Reproduce the data below word for word, leaving every line unchanged.

Saved entries »
%%
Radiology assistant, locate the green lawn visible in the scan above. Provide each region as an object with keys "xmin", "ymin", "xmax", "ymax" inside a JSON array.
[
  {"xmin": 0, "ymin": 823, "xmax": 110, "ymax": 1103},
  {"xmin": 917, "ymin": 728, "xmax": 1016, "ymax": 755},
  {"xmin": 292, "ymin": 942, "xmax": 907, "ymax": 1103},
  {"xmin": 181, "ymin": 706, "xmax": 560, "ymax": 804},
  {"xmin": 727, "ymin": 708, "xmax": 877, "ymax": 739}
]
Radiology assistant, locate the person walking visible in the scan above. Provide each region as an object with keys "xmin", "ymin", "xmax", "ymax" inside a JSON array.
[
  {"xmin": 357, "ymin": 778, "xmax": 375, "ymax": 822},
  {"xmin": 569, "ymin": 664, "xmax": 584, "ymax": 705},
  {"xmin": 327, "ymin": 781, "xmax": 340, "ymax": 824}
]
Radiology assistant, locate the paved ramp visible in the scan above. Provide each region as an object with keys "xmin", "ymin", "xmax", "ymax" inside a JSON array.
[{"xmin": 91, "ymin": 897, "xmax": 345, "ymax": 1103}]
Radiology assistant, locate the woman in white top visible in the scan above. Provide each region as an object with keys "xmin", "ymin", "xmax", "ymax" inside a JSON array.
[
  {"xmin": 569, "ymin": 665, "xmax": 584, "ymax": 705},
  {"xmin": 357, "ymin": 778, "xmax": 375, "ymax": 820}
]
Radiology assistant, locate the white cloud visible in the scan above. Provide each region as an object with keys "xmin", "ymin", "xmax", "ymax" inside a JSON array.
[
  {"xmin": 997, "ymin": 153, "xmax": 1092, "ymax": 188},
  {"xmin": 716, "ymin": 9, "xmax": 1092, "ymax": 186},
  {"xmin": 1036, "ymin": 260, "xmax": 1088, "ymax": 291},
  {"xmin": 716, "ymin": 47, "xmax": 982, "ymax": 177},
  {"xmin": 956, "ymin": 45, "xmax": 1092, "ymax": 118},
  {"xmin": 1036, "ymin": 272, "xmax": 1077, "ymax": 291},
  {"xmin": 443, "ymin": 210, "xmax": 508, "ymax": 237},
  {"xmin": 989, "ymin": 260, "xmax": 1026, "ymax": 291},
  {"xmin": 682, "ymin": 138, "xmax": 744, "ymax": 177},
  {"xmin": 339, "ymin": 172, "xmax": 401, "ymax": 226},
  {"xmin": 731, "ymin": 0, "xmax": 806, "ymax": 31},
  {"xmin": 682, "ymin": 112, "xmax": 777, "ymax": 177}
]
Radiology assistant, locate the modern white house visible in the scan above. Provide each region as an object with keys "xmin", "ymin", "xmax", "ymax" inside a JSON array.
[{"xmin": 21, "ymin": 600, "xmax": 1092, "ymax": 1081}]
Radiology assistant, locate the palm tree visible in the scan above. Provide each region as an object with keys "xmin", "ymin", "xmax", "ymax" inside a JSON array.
%%
ANSWER TO THE PROBLEM »
Radiology assistant, locate the green lawn visible in the scan above. Provide each region as an object with keys "xmin", "ymin", "xmax", "ymax" inside a JSON array.
[
  {"xmin": 0, "ymin": 823, "xmax": 110, "ymax": 1103},
  {"xmin": 917, "ymin": 728, "xmax": 1016, "ymax": 755},
  {"xmin": 292, "ymin": 942, "xmax": 907, "ymax": 1103},
  {"xmin": 181, "ymin": 706, "xmax": 560, "ymax": 804},
  {"xmin": 727, "ymin": 708, "xmax": 877, "ymax": 739}
]
Radiology assistant, locate the person walking visible in the scan above. Provide each region as an object with keys "xmin", "ymin", "xmax", "ymax" inside a JSON array.
[
  {"xmin": 357, "ymin": 778, "xmax": 375, "ymax": 822},
  {"xmin": 569, "ymin": 664, "xmax": 584, "ymax": 705},
  {"xmin": 327, "ymin": 781, "xmax": 340, "ymax": 824}
]
Radiology assistant, locate the paved ramp visible in the scan above. Provide each region as an object with keys "xmin", "ymin", "xmax", "ymax" inside a JSON array.
[{"xmin": 91, "ymin": 897, "xmax": 345, "ymax": 1103}]
Radiology assistant, locate the woman in white top visible in the scan above. Provide each region as an object with keys "xmin", "ymin", "xmax", "ymax" inside a JSON array.
[
  {"xmin": 569, "ymin": 665, "xmax": 584, "ymax": 705},
  {"xmin": 357, "ymin": 778, "xmax": 375, "ymax": 820}
]
Radiology assistant, locate the white cloud visible in the scan above. Provide each region as an object with keys "xmin", "ymin", "xmax", "ymax" inside a JSON array.
[
  {"xmin": 997, "ymin": 153, "xmax": 1092, "ymax": 188},
  {"xmin": 716, "ymin": 9, "xmax": 1092, "ymax": 186},
  {"xmin": 1036, "ymin": 260, "xmax": 1088, "ymax": 291},
  {"xmin": 716, "ymin": 47, "xmax": 982, "ymax": 177},
  {"xmin": 956, "ymin": 45, "xmax": 1092, "ymax": 118},
  {"xmin": 1036, "ymin": 272, "xmax": 1077, "ymax": 291},
  {"xmin": 443, "ymin": 210, "xmax": 508, "ymax": 237},
  {"xmin": 989, "ymin": 260, "xmax": 1026, "ymax": 291},
  {"xmin": 682, "ymin": 138, "xmax": 744, "ymax": 177},
  {"xmin": 339, "ymin": 172, "xmax": 401, "ymax": 226},
  {"xmin": 731, "ymin": 0, "xmax": 806, "ymax": 31},
  {"xmin": 682, "ymin": 112, "xmax": 777, "ymax": 177}
]
Radiology assistant, locate the modern white house visible in the scan above. Provide each region as an object with keys "xmin", "ymin", "xmax", "ymax" inside a JSON array.
[{"xmin": 21, "ymin": 600, "xmax": 1092, "ymax": 1081}]
Radiology assistant, locate the palm tree visible in the scan above. Provide each region as an object with keys "xmin", "ymin", "xmax", "ymax" inside a JSON array.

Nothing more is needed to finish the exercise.